▶ Exercise a
In the passage on internal alchemy and the non-tempered scale, how far off from each other might the left brain and right brain tones be?

▶ Selected excerpt
++++++++

The internal alchemist does the same thing through a dynamic meditation process that attunes to many different “wave frequencies” or octaves in Nature....The non-tempered scale causes the listener to be musically more alive and alert to the shifting and sometimes disharmonious tonal force-reality about him. The listener must reconcile the dissonance internally, as if forced to bring the slight dissonance between the left brain and right
brain tones (that might be half a note off from each other) into balance in the center of their brain. That musical process is inherently alchemical in nature, in the sense of transmuting two disharmonious forces into a third tone-entity by internal centering.

++++++++

▶ Extracted records
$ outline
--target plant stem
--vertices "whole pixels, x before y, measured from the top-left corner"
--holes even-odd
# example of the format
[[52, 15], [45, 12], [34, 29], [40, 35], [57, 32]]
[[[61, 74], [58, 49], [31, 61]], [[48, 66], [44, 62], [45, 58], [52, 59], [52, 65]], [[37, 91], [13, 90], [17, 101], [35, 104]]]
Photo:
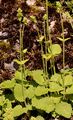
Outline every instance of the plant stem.
[[[22, 25], [20, 24], [20, 61], [23, 61], [23, 29]], [[22, 79], [22, 94], [23, 94], [23, 99], [24, 99], [24, 66], [20, 65], [20, 70], [21, 70], [21, 79]]]
[[60, 13], [61, 18], [61, 25], [62, 25], [62, 37], [63, 37], [63, 69], [65, 68], [65, 38], [64, 38], [64, 25], [63, 25], [63, 18]]

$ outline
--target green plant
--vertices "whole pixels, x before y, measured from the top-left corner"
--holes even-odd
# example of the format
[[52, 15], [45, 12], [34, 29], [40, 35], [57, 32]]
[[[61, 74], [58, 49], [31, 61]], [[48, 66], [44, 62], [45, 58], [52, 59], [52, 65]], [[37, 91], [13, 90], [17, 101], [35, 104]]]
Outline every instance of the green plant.
[[[44, 22], [47, 23], [47, 35], [44, 27], [44, 36], [41, 35], [38, 40], [41, 44], [42, 60], [45, 60], [44, 70], [29, 71], [25, 69], [25, 63], [28, 59], [24, 59], [27, 49], [23, 49], [23, 31], [28, 22], [27, 18], [23, 17], [22, 10], [18, 9], [17, 16], [20, 21], [20, 60], [15, 59], [14, 61], [20, 65], [20, 69], [15, 72], [13, 79], [0, 83], [0, 119], [15, 120], [24, 113], [28, 114], [30, 120], [44, 120], [44, 113], [51, 113], [54, 118], [58, 116], [70, 118], [73, 115], [73, 69], [62, 69], [59, 73], [55, 71], [54, 59], [62, 50], [59, 44], [52, 44], [51, 38], [49, 38], [48, 43], [50, 33], [48, 33], [47, 4], [48, 1], [46, 0], [47, 14], [45, 17], [47, 18], [44, 18]], [[34, 16], [31, 16], [31, 19], [36, 23]], [[65, 42], [67, 39], [64, 36], [62, 37], [58, 39]], [[44, 38], [45, 52], [42, 44]], [[63, 53], [63, 59], [64, 55]], [[53, 74], [49, 77], [47, 61], [50, 59], [52, 60], [51, 68], [53, 67]], [[64, 64], [63, 60], [63, 67]], [[47, 77], [44, 77], [44, 74]], [[31, 115], [31, 112], [34, 110], [38, 111], [37, 116]]]
[[60, 37], [57, 37], [57, 38], [62, 42], [62, 45], [63, 45], [63, 69], [64, 69], [65, 68], [65, 42], [67, 40], [69, 40], [70, 38], [65, 39], [65, 37], [64, 37], [64, 19], [62, 16], [63, 7], [60, 2], [56, 2], [56, 8], [57, 8], [57, 12], [59, 12], [59, 14], [60, 14], [61, 26], [62, 26], [62, 38], [60, 38]]

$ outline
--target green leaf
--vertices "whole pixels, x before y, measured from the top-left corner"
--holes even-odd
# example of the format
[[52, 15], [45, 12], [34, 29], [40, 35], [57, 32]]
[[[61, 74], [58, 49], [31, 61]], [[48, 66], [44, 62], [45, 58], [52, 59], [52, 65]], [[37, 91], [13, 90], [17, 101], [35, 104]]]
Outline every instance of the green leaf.
[[64, 85], [69, 86], [73, 84], [73, 77], [71, 75], [66, 75], [64, 77]]
[[51, 54], [43, 54], [42, 57], [48, 61], [52, 57], [52, 55]]
[[63, 90], [63, 87], [56, 82], [49, 82], [49, 91], [50, 92], [59, 92]]
[[72, 113], [72, 107], [70, 104], [68, 104], [66, 102], [61, 102], [61, 103], [56, 105], [55, 112], [61, 116], [64, 116], [66, 118], [70, 118], [71, 113]]
[[16, 62], [16, 63], [19, 64], [19, 65], [24, 65], [27, 61], [28, 61], [28, 59], [22, 60], [22, 61], [19, 61], [19, 60], [17, 60], [17, 59], [14, 59], [14, 62]]
[[54, 75], [52, 75], [50, 81], [57, 82], [57, 83], [60, 83], [61, 85], [63, 85], [63, 80], [61, 78], [61, 75], [58, 73], [55, 73]]
[[52, 112], [55, 108], [53, 101], [50, 101], [49, 97], [44, 97], [41, 99], [34, 97], [32, 99], [32, 106], [47, 113]]
[[21, 105], [17, 105], [13, 108], [13, 116], [14, 117], [20, 116], [23, 113], [26, 113], [26, 111], [22, 108]]
[[15, 79], [22, 80], [21, 72], [19, 72], [19, 71], [15, 72]]
[[36, 96], [41, 96], [41, 95], [45, 95], [48, 93], [48, 88], [45, 88], [44, 86], [38, 86], [35, 89], [35, 95]]
[[5, 96], [4, 95], [0, 96], [0, 106], [3, 106], [4, 101], [5, 101]]
[[35, 87], [29, 86], [29, 88], [26, 90], [27, 98], [29, 99], [33, 98], [34, 94], [35, 94]]
[[26, 52], [27, 52], [27, 49], [24, 49], [24, 50], [23, 50], [23, 53], [25, 54]]
[[26, 98], [26, 88], [22, 88], [22, 85], [16, 84], [14, 87], [14, 96], [18, 101], [24, 102]]
[[45, 80], [43, 77], [43, 71], [42, 70], [33, 70], [31, 72], [31, 76], [33, 77], [33, 80], [38, 83], [39, 85], [44, 85]]
[[37, 117], [31, 117], [30, 120], [44, 120], [44, 118], [42, 116], [37, 116]]
[[48, 52], [53, 56], [56, 56], [61, 53], [61, 47], [59, 44], [52, 44], [50, 48], [48, 48]]
[[37, 120], [45, 120], [42, 116], [40, 116], [40, 115], [38, 115], [37, 117], [36, 117], [36, 119]]
[[14, 86], [15, 86], [15, 80], [14, 79], [4, 81], [0, 84], [0, 87], [4, 88], [4, 89], [13, 88]]
[[54, 104], [57, 104], [57, 103], [60, 102], [61, 96], [60, 97], [58, 97], [58, 96], [51, 96], [49, 99], [50, 99], [50, 101], [53, 101]]
[[70, 38], [66, 38], [66, 39], [63, 39], [63, 38], [60, 38], [60, 37], [57, 37], [60, 41], [62, 41], [62, 42], [65, 42], [65, 41], [67, 41], [67, 40], [70, 40]]
[[68, 87], [68, 88], [66, 89], [65, 94], [73, 94], [73, 85], [72, 85], [71, 87]]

++++++++

▶ Exercise b
Convert the entries, starting with their first line and going on through the line containing "Outline every instance of the plant stem.", into a numbered list, and leave the pictures out.

▶ Worked solution a
Half a note.

▶ Worked solution b
1. $ outline
2. --target plant stem
3. --vertices "whole pixels, x before y, measured from the top-left corner"
4. --holes even-odd
5. # example of the format
6. [[52, 15], [45, 12], [34, 29], [40, 35], [57, 32]]
7. [[[61, 74], [58, 49], [31, 61]], [[48, 66], [44, 62], [45, 58], [52, 59], [52, 65]], [[37, 91], [13, 90], [17, 101], [35, 104]]]
8. Photo:
9. Outline every instance of the plant stem.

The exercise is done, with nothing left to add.